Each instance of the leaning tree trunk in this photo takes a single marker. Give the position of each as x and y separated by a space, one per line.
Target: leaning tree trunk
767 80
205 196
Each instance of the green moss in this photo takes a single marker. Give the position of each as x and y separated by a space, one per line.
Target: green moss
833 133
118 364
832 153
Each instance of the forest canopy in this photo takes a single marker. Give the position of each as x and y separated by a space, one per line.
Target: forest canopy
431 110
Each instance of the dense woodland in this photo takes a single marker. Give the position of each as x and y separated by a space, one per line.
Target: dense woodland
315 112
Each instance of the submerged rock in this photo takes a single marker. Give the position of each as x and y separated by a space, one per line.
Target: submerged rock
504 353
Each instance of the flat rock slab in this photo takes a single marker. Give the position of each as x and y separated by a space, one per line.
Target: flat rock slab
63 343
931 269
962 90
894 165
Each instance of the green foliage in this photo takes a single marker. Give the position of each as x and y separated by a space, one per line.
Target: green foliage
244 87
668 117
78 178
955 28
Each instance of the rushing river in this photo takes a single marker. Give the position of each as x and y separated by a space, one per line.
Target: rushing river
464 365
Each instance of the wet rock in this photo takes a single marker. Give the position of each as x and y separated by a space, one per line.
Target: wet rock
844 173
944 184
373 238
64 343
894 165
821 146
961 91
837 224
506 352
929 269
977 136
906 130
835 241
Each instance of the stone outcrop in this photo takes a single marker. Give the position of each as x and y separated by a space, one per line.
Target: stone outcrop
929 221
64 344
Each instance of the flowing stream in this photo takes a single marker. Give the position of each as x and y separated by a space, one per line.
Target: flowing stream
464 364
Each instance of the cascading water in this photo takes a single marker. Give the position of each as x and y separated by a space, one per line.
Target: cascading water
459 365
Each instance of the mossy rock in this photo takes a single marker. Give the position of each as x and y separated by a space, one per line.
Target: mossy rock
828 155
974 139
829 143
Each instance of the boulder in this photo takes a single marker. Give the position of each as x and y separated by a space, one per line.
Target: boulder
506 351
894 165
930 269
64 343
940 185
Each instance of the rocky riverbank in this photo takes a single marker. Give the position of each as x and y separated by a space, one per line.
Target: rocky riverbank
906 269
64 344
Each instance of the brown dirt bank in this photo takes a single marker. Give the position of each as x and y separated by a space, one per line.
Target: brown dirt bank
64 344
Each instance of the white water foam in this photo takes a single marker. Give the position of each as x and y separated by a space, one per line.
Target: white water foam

::::::

**WRITTEN EXERCISE**
Copy every record above exactly as it appears.

**SOLUTION**
Each instance of the leaning tree trunk in this photo takes a single marker. Give the position of each as x and y separated by a space, one per line.
Target: leaning tree trunk
767 80
205 196
Each instance of the green moss in this photo takes a single marker. Give the position of each as x and y separated by a space, one per line.
Target: green moss
833 133
118 364
832 153
Each instance of the forest canopy in this photo takes a single marker. Give the position of each as x and y separated by a space, one per line.
Target: forest canopy
431 110
Each instance of the dense woodland in this photo takes a single marker. Give the position of each as x and y separated by a space, one per line.
Target: dense woodland
315 112
Each instance of the submerged rock in this photo takes a single marker. Give the position of each as x and y separated by a space, one per line.
Target: submerged rock
504 353
Each instance of the flat rock slab in this photo takes a single marker. Give the position of each as x and y separated by a space, one per line.
Target: flat rock slab
63 343
931 269
962 90
894 165
Each instance of the green foliage in this photo takes a single marker. Give the position of each as x and y separated by a space, one per line.
Target: green foliage
244 87
668 117
78 178
955 28
Each instance of the rushing river in this photo takes a single marker. Give the position of each as x and y separated by a space, one per line.
Target: rushing river
464 365
Each instance of the wet rock in this photo takes a single marker. Give the position of each as x and y separated by a space, one per line.
Target: wet rock
844 173
944 184
373 238
64 343
894 165
821 146
961 91
837 224
506 352
929 269
977 136
906 130
835 241
Each instance of the stone outcrop in this photo takes a single marker. Give the position of each as x and y separated by a space, one per line.
Target: stone outcrop
929 221
64 344
Each instance of the flowing stream in this photo takes a single marker. Give the position of each as x and y separated by a space, one per line.
Target: flowing stream
464 364
Each instance of the cascading water in this photo takes a single marker. Give the position of each as x and y separated by a space, one per line.
Target: cascading water
459 365
Each instance of the mossy rock in this photo takes a single marker. Give the position of each as x and y separated by a space, one per line.
Target: mossy rock
828 155
974 139
829 143
Each instance of the boulder in this photo takes a single marker. Give the position of each as x and y separated by a space, one per line.
Target: boulder
506 351
894 165
930 269
64 343
940 185
Each instance of the rocky riverbank in this photo takes a single marker. Give the position of each as x and y separated by a space, one per line.
Target: rocky riverbank
906 269
64 344
Each instance of the brown dirt bank in this photo takes a single marker. Give the position of each as x and y separated by a space, one per line.
Target: brown dirt bank
64 344
Each instance of the white water foam in this photo takes a single marker. Give the position of each as x and y separated by a space, one per line.
Target: white water foam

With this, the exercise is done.